Object position labeling entries:
----------
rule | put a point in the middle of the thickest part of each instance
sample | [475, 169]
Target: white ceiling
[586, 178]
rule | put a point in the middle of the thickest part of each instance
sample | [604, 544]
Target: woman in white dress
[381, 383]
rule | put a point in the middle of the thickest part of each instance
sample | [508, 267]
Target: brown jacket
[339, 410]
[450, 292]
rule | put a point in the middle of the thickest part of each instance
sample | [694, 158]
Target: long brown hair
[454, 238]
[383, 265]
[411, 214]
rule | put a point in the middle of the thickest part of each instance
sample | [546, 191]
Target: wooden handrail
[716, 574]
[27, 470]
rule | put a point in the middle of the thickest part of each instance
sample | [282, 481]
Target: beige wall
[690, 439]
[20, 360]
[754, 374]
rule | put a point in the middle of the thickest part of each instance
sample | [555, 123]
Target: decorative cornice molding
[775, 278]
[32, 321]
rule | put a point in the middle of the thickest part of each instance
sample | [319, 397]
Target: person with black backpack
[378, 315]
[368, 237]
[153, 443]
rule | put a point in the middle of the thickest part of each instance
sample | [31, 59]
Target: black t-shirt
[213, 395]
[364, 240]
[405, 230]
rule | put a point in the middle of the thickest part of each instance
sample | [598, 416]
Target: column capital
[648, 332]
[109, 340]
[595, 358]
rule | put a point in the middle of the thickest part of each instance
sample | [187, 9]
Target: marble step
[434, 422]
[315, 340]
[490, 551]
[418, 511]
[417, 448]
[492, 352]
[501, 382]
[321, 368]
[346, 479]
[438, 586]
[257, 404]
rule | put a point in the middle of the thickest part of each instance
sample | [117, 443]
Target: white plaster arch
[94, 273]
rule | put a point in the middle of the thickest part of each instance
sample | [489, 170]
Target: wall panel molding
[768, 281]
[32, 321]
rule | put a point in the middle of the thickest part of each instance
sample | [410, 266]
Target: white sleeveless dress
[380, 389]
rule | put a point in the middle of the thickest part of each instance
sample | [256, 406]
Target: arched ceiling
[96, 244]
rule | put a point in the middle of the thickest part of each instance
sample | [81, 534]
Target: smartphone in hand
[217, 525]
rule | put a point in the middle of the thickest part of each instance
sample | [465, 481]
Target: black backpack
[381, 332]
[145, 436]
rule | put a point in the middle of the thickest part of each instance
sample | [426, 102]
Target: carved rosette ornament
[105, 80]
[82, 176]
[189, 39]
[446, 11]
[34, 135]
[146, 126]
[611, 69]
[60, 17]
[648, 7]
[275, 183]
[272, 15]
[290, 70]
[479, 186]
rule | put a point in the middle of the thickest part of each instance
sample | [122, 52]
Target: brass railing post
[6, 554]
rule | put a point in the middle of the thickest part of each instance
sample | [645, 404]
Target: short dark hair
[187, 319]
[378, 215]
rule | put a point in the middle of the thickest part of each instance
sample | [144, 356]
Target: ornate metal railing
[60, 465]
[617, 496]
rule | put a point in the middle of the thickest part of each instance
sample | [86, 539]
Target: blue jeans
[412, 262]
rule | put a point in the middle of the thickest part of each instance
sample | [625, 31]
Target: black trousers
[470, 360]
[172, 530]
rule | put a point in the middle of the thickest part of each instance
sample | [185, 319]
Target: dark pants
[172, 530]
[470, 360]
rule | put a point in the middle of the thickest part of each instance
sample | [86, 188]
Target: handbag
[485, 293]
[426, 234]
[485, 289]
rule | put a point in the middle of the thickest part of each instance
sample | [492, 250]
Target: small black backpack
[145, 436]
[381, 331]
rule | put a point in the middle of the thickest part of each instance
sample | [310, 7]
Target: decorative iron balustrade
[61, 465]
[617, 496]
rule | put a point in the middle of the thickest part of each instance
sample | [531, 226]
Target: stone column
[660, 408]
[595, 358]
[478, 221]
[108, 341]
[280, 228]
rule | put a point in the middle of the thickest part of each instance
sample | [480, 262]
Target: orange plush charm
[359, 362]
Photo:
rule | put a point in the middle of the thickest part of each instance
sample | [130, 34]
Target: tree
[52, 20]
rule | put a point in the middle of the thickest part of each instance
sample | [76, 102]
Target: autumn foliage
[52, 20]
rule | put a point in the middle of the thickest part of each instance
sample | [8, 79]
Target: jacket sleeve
----------
Task description:
Pick out every line in the rows above that contains the string "molding", treating uppercase and lowercase as distinct, and copy each one.

Right answer:
Target: decorative cornice molding
Target: wall panel molding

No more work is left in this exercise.